◆ WORK REQUIRED
Collect every line in the entries below that contains the string "background", copying each one in full. Case counts, so match only that exact capitalization.

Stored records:
——
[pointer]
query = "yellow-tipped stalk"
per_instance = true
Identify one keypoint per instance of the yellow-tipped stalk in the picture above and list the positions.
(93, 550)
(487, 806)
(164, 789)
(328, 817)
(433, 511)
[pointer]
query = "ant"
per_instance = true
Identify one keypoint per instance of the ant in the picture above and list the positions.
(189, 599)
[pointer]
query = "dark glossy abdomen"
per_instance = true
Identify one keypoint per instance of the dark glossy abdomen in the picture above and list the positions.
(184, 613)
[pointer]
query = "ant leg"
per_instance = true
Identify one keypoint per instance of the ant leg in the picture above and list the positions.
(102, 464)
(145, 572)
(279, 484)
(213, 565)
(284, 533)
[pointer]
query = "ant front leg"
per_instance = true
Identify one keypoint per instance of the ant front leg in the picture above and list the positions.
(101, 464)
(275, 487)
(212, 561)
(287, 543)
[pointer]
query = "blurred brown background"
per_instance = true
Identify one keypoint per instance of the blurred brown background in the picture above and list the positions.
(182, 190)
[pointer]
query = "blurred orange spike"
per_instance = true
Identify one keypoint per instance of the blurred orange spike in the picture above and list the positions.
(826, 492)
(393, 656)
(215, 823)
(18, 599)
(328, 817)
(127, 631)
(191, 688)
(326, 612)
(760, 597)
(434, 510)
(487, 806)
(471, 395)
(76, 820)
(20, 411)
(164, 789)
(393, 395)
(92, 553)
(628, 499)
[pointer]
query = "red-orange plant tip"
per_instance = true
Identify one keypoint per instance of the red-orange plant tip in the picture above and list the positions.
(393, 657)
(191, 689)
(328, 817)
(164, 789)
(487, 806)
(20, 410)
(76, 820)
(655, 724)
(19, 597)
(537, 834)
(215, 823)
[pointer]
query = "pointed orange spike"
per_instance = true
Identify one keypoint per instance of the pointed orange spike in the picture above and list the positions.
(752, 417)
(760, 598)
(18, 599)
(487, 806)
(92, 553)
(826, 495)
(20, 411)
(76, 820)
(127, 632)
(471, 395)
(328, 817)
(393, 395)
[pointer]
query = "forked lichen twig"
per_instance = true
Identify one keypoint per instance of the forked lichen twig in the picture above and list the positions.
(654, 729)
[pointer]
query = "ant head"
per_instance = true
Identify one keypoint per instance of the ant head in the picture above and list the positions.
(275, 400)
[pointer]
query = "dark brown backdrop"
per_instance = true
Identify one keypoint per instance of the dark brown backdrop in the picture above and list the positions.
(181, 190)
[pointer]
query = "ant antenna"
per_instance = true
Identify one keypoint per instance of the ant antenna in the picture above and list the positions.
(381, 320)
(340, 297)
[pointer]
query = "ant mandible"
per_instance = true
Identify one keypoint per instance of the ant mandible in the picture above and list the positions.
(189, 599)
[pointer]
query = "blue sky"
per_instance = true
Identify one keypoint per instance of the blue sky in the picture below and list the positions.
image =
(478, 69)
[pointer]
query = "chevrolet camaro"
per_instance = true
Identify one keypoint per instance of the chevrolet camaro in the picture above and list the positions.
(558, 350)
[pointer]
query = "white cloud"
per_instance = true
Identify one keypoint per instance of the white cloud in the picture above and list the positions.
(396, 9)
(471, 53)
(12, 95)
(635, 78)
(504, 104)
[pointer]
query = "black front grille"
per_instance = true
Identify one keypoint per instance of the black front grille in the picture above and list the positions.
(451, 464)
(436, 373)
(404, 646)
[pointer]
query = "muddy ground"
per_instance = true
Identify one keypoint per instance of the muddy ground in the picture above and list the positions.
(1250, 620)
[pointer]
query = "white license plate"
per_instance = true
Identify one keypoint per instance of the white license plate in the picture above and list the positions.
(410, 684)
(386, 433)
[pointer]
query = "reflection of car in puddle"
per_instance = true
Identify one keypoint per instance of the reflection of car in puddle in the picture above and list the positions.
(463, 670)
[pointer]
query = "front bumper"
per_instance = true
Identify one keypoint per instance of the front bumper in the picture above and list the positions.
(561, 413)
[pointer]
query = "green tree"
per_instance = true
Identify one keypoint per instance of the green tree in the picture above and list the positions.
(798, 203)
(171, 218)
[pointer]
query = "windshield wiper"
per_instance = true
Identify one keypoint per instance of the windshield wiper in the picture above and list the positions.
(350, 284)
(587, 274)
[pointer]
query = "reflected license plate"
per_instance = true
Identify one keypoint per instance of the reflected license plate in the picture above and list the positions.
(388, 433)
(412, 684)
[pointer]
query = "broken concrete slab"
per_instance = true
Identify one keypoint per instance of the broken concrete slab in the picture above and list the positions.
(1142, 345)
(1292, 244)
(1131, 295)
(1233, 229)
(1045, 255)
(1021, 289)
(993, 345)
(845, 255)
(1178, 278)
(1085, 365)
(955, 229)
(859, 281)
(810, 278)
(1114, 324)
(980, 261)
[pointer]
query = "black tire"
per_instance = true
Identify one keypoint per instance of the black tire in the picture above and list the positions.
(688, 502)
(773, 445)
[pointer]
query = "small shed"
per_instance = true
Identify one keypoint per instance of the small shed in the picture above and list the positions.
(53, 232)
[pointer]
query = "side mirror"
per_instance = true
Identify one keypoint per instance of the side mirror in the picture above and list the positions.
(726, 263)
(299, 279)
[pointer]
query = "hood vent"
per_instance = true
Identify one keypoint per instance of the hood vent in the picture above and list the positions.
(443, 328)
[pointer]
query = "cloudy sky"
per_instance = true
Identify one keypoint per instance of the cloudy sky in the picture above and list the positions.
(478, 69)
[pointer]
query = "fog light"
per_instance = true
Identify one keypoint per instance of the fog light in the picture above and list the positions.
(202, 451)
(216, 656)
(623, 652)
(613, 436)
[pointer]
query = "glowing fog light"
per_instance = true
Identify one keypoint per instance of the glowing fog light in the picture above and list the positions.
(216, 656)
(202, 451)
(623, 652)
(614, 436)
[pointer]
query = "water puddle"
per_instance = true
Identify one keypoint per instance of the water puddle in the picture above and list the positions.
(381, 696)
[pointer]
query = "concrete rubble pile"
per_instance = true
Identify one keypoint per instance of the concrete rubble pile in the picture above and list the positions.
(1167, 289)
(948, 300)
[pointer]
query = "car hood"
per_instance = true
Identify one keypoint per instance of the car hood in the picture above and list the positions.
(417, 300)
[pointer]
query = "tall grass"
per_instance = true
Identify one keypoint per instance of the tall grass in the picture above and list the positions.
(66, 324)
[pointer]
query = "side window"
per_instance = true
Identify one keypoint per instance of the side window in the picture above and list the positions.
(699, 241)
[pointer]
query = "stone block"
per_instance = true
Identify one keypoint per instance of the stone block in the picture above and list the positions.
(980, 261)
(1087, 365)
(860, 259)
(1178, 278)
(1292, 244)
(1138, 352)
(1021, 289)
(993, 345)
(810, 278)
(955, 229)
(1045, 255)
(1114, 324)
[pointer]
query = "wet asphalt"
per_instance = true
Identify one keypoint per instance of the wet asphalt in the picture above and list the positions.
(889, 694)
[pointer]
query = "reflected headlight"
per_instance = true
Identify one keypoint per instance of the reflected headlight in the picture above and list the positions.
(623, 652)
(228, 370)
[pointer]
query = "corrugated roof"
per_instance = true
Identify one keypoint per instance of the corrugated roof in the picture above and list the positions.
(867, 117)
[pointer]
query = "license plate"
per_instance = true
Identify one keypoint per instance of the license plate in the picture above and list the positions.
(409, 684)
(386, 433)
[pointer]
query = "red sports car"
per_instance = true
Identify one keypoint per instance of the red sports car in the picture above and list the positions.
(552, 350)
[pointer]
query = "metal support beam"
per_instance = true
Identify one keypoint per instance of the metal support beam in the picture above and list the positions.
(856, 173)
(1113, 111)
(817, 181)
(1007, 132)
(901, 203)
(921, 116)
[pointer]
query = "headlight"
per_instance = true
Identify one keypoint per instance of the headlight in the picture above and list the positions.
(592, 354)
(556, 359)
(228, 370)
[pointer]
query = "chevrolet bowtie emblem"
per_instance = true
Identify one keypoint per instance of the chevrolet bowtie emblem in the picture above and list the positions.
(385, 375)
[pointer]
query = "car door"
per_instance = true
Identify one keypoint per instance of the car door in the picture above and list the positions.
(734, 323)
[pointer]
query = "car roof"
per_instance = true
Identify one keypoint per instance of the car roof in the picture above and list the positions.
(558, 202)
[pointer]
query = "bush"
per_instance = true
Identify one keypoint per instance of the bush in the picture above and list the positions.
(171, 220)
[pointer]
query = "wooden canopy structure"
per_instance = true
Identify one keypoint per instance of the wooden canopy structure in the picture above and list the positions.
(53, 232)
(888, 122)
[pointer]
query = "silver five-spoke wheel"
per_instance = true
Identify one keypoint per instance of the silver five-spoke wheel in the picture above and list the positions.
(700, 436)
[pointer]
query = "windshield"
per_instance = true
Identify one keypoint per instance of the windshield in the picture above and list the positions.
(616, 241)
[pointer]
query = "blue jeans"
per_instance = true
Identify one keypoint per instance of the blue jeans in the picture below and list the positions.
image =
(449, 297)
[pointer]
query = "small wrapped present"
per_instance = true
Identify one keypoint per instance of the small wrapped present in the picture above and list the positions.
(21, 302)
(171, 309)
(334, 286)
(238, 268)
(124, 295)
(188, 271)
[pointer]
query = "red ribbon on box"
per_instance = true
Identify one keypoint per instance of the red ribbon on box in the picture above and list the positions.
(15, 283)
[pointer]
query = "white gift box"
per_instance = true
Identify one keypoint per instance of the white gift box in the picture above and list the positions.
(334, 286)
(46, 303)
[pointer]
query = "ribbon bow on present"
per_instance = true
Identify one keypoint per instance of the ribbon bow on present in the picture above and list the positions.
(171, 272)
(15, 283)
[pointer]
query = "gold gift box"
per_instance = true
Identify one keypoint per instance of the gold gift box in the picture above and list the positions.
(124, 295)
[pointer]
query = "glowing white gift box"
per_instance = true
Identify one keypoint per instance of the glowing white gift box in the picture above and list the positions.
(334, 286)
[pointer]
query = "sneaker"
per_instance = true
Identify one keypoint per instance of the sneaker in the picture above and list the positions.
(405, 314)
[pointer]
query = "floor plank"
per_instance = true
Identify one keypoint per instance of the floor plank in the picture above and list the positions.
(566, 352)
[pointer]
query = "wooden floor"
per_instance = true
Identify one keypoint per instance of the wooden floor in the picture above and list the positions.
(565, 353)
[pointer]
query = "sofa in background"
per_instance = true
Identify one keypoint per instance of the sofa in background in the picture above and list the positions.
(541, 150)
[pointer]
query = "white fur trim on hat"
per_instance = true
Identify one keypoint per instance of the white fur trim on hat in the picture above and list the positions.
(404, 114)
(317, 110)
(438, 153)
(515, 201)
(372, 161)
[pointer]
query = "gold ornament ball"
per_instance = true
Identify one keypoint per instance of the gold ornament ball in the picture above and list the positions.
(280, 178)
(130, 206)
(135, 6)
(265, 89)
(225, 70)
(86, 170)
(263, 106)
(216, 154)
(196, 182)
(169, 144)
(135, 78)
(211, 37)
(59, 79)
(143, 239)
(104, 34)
——
◆ RESULT
query = "blurred brown background"
Identify one keypoint per instance of the blurred brown background in the picture above and list the positions.
query = "sofa in background"
Identify one keypoint per instance of the sofa in background in the picture above and list the positions.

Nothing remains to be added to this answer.